Trabalho solicitado:
(a) Reproduza, do texto sobre a Vila Cruzeiro, tudo o que vai de "No entanto, muita" até "da sua educação.".
(b) Segundo o texto sobre a Vila Cruzeiro, quais são os nomes dos avós que sustentaram Ângelo?
━━━ Trecho citado ━━━
Na Vila Cruzeiro, o resgate pela arte
Nos muros das ruas e vielas da Vila Cruzeiro, na Penha, poucos são aqueles que não reconhecem o traço de Ângelo. Foi a vocação artística, e os sacrifícios dos avós, que permitiram que o rapaz tomasse rumo na vida. O artista autodidata deve sua trajetória ao apoio de amigos e familiares, pois não teve exemplos onde se espelhar. “Fui me descobrir artista aos 31 anos” relata, referindo-se à consciência tardia que adquiriu sobre o valor do seu trabalho. Hoje com 32, Ângelo Campos sente orgulho em dizer que se sustenta, há vinte anos, graças a suas bombas e pincéis. Além dos muros de sua favela, seus desenhos enfeitam camisas, telas e equipamentos municipais, como na Praça do Conhecimento, no Complexo do Alemão.
No entanto, muita coisa podia ter dado errado na vida do artista plástico. Retrato do cotidiano de violência da Vila Cruzeiro, onde cresceu, seu percurso foi repleto de dificuldades – e de exercícios de superação. Os primeiros obstáculos se ergueram quando tinha apenas 12 dias de vida, com o assassinato do pai. “Era um criminoso comum e tiraram sua vida por alguns ajustes de contas” relata. Sua mãe, muito nova na época dos fatos, entregou o menino aos avós maternos e se ausentou durante boa parte da sua educação.
Da primeira infância, Ângelo guarda lembranças sombrias: o peso da tragédia que pairou sobre sua família; a situação conturbada da favela, onde tráfico e a violência caminhavam lado a lado; as dificuldades financeiras dos avós, Zeni Simão e Romualdo Simão Liberato, que o sustentaram a duras penas. Na escola, seus amigos às vezes perguntavam por sua mãe, o que o constrangia: “Não lembro do que era dia dos pais, dia das mães, isso só vim descobrir depois”, recorda.
━━━ Material ━━━
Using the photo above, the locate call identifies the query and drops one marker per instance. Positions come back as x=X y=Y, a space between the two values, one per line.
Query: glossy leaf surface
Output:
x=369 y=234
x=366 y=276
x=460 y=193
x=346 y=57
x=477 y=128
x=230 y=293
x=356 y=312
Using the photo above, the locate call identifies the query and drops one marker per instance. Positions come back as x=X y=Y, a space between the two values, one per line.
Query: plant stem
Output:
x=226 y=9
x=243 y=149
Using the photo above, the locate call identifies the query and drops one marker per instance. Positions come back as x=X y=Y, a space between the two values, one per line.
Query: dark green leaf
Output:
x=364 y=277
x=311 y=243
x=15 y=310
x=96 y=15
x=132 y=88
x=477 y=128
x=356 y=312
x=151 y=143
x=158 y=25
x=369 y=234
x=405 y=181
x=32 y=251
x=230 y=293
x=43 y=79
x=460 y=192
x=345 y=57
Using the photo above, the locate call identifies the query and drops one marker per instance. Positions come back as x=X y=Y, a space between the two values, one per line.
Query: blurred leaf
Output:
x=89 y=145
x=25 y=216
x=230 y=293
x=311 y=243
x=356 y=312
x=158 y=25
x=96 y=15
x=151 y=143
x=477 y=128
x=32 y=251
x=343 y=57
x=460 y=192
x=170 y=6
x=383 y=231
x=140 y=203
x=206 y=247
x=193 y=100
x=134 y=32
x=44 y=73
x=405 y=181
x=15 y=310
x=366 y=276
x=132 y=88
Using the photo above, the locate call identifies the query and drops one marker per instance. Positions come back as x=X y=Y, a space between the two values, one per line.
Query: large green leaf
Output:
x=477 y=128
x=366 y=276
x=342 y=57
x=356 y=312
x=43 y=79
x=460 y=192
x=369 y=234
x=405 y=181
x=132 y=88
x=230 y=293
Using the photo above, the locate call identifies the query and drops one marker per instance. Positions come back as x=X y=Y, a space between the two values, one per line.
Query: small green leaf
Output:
━━━
Resultados por tarefa:
(a)
No entanto, muita coisa podia ter dado errado na vida do artista plástico. Retrato do cotidiano de violência da Vila Cruzeiro, onde cresceu, seu percurso foi repleto de dificuldades – e de exercícios de superação. Os primeiros obstáculos se ergueram quando tinha apenas 12 dias de vida, com o assassinato do pai. “Era um criminoso comum e tiraram sua vida por alguns ajustes de contas” relata. Sua mãe, muito nova na época dos fatos, entregou o menino aos avós maternos e se ausentou durante boa parte da sua educação.

(b) Zeni Simão e Romualdo Simão Liberato.